INFORMATION Block Start

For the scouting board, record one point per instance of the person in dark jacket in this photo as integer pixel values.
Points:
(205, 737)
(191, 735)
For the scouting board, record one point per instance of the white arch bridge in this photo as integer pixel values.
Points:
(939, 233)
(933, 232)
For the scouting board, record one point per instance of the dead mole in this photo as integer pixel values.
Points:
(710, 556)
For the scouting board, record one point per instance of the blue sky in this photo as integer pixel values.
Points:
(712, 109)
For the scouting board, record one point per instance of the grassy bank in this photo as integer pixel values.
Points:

INFORMATION Block End

* PROBLEM REQUIREMENTS *
Find every line in the records above that contains the word "integer", and copy each one.

* TASK OUTPUT *
For the scouting board, record one point per instance of the person in dark jacket in this photo as integer pixel values.
For the scouting board, record one point per instance of the white arch bridge in this photo as integer pixel values.
For the scouting board, record one point per instance of the dead mole in this photo as integer pixel values.
For the scouting board, record one point per instance of the blue sky in this photo as integer pixel values.
For the scouting board, record one point per instance of the grassy bank in this photo as integer pixel values.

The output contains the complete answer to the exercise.